#### EXERCISE GOAL
Please copy out all the lines below word for word, with no changes.
━━━━━━
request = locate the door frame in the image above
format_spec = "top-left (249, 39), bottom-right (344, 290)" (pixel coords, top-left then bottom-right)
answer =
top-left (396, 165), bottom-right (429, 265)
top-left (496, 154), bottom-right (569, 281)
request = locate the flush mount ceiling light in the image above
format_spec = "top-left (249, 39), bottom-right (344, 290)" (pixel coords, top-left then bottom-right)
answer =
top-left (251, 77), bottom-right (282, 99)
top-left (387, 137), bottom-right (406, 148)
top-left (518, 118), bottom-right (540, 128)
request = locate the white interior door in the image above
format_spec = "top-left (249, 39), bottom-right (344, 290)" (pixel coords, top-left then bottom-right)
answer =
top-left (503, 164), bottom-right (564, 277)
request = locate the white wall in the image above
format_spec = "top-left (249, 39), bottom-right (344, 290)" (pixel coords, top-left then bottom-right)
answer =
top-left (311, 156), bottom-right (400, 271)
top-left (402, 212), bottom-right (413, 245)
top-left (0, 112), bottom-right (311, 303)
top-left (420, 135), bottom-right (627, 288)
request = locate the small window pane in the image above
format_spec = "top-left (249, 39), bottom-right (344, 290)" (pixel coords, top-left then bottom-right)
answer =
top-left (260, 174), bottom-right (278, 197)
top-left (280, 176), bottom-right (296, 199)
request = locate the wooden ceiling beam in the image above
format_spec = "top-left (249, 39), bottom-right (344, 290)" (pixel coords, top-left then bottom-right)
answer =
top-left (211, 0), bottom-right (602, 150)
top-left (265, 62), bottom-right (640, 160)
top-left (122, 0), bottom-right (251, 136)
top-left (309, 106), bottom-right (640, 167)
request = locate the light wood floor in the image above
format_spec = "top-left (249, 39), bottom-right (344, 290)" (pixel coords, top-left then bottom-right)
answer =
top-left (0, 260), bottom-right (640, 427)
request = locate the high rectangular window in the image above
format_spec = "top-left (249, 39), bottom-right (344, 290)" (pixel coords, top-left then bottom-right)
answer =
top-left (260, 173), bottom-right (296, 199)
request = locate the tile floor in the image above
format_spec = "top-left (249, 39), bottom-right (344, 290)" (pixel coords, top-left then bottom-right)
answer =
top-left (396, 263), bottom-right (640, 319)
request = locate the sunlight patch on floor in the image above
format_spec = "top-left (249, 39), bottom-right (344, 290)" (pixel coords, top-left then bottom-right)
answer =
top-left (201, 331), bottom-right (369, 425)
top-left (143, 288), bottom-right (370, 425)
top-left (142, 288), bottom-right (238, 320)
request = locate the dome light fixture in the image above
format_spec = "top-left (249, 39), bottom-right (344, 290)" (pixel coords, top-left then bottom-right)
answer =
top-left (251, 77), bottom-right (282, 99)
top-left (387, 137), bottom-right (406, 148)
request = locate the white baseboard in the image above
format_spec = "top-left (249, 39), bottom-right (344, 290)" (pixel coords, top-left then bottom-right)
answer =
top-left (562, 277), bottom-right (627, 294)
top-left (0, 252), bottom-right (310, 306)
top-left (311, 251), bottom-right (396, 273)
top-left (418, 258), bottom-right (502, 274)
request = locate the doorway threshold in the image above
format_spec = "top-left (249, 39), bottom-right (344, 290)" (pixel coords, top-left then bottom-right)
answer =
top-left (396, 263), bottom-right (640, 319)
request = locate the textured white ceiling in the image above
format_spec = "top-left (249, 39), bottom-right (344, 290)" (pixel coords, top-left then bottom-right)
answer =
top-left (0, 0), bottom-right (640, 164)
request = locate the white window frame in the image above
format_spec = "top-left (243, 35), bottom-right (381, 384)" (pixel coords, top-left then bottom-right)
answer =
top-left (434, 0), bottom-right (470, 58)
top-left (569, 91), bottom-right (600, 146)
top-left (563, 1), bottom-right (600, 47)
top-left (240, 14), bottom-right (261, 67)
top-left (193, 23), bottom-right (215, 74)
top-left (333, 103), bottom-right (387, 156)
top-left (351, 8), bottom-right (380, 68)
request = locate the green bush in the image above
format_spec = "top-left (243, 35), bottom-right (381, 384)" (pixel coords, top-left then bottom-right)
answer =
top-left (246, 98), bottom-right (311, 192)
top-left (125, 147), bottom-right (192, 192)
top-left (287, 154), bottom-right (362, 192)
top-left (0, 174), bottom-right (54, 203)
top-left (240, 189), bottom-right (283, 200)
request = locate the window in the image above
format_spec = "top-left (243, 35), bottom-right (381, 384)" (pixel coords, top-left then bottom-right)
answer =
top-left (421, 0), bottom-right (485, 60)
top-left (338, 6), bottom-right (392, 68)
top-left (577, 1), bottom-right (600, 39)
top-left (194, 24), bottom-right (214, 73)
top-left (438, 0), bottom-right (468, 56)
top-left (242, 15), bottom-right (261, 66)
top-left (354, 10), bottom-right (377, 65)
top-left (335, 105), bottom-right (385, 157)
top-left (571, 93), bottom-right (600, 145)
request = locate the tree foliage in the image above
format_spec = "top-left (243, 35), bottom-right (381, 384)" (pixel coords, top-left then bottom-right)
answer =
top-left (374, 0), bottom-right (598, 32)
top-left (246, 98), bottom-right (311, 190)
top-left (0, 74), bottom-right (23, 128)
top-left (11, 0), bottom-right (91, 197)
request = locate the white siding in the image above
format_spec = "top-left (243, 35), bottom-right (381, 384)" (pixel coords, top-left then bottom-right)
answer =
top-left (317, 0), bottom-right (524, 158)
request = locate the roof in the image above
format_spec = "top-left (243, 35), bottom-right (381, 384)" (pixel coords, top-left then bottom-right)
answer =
━━━━━━
#### OUTPUT BELOW
request = locate the door frame in the image above
format_spec = "top-left (249, 39), bottom-right (344, 290)" (pixel coords, top-left then bottom-right)
answer =
top-left (396, 165), bottom-right (429, 265)
top-left (496, 154), bottom-right (569, 281)
request = locate the flush mount ceiling light in the image above
format_spec = "top-left (249, 39), bottom-right (344, 290)" (pixel coords, top-left then bottom-right)
answer =
top-left (251, 77), bottom-right (282, 99)
top-left (387, 137), bottom-right (406, 148)
top-left (518, 118), bottom-right (540, 128)
request = locate the white interior door in the image above
format_spec = "top-left (249, 39), bottom-right (344, 290)" (pixel coords, top-left then bottom-right)
answer =
top-left (503, 164), bottom-right (564, 277)
request = locate the white wall in the image above
format_spec = "top-left (249, 39), bottom-right (344, 290)" (pixel coords, top-left then bottom-right)
answer =
top-left (311, 156), bottom-right (400, 271)
top-left (402, 212), bottom-right (413, 245)
top-left (0, 112), bottom-right (311, 303)
top-left (420, 135), bottom-right (627, 288)
request = locate the small window pane in the image above
format_spec = "top-left (249, 39), bottom-right (344, 290)" (pixel coords, top-left then bottom-right)
answer =
top-left (260, 174), bottom-right (278, 197)
top-left (280, 176), bottom-right (296, 199)
request = locate the wooden ceiling beam in the image above
format_spec = "top-left (249, 39), bottom-right (344, 290)" (pixel coords, top-left then bottom-right)
answer =
top-left (211, 0), bottom-right (602, 150)
top-left (265, 62), bottom-right (640, 160)
top-left (122, 0), bottom-right (251, 136)
top-left (309, 106), bottom-right (640, 167)
request = locate the light wood floor in the image above
format_spec = "top-left (249, 39), bottom-right (344, 290)" (pixel coords, top-left then bottom-right)
answer =
top-left (0, 260), bottom-right (640, 427)
request = locate the high rectangular window in the image above
format_spec = "top-left (249, 39), bottom-right (344, 290)" (pixel coords, top-left then bottom-right)
answer =
top-left (260, 173), bottom-right (296, 199)
request = locate the tile floor in the image above
format_spec = "top-left (249, 39), bottom-right (344, 290)" (pixel coords, top-left then bottom-right)
answer =
top-left (396, 263), bottom-right (640, 319)
request = locate the sunlight patch on floor in the image above
format_spec = "top-left (249, 39), bottom-right (344, 290)" (pixel coords, top-left then bottom-right)
answer =
top-left (201, 331), bottom-right (369, 425)
top-left (143, 288), bottom-right (370, 425)
top-left (142, 288), bottom-right (238, 320)
request = locate the dome light fixture in the image above
format_spec = "top-left (249, 39), bottom-right (344, 290)" (pixel coords, top-left then bottom-right)
answer =
top-left (251, 77), bottom-right (282, 99)
top-left (387, 137), bottom-right (406, 148)
request = locate the white baseboard in the image above
format_spec = "top-left (249, 39), bottom-right (344, 290)" (pixel coords, top-left then bottom-right)
answer =
top-left (562, 277), bottom-right (627, 294)
top-left (0, 252), bottom-right (310, 306)
top-left (311, 251), bottom-right (396, 273)
top-left (418, 258), bottom-right (502, 274)
request = locate the doorway threshold in the image above
format_spec = "top-left (249, 39), bottom-right (344, 290)" (pixel coords, top-left then bottom-right)
answer =
top-left (396, 263), bottom-right (640, 319)
request = locate the textured white ceiling in the image above
format_spec = "top-left (249, 39), bottom-right (344, 290)" (pixel coords, top-left then bottom-right)
answer =
top-left (0, 0), bottom-right (640, 164)
request = locate the white window frame in the image above
format_spec = "top-left (243, 35), bottom-right (381, 384)" (pixel coords, top-left then bottom-right)
answer =
top-left (434, 0), bottom-right (470, 58)
top-left (569, 91), bottom-right (600, 146)
top-left (563, 1), bottom-right (600, 47)
top-left (240, 14), bottom-right (261, 67)
top-left (193, 23), bottom-right (215, 74)
top-left (333, 103), bottom-right (387, 156)
top-left (351, 8), bottom-right (380, 68)
request = locate the green bush in the image above
format_spec = "top-left (243, 35), bottom-right (381, 384)" (pixel coords, top-left then bottom-right)
answer =
top-left (246, 98), bottom-right (311, 192)
top-left (125, 147), bottom-right (192, 192)
top-left (287, 154), bottom-right (362, 192)
top-left (0, 174), bottom-right (54, 203)
top-left (240, 189), bottom-right (283, 200)
request = locate the window in the image above
format_spec = "top-left (243, 35), bottom-right (381, 384)" (pixel coords, top-left then bottom-right)
answer =
top-left (421, 0), bottom-right (485, 60)
top-left (338, 6), bottom-right (392, 68)
top-left (577, 1), bottom-right (600, 39)
top-left (194, 24), bottom-right (214, 73)
top-left (438, 0), bottom-right (468, 56)
top-left (242, 15), bottom-right (261, 66)
top-left (354, 10), bottom-right (377, 65)
top-left (335, 105), bottom-right (385, 157)
top-left (571, 93), bottom-right (600, 145)
request = locate the tree foliage in the image above
format_spec = "top-left (243, 35), bottom-right (381, 384)" (pixel coords, top-left then bottom-right)
answer =
top-left (374, 0), bottom-right (598, 32)
top-left (246, 98), bottom-right (311, 190)
top-left (0, 74), bottom-right (23, 128)
top-left (11, 0), bottom-right (91, 197)
request = locate the white siding in the image above
format_spec = "top-left (243, 35), bottom-right (381, 384)" (pixel coords, top-left then bottom-right)
answer =
top-left (317, 0), bottom-right (524, 158)
request = locate the roof in the image above
format_spec = "top-left (243, 35), bottom-right (381, 384)" (pixel coords, top-left then bottom-right)
answer =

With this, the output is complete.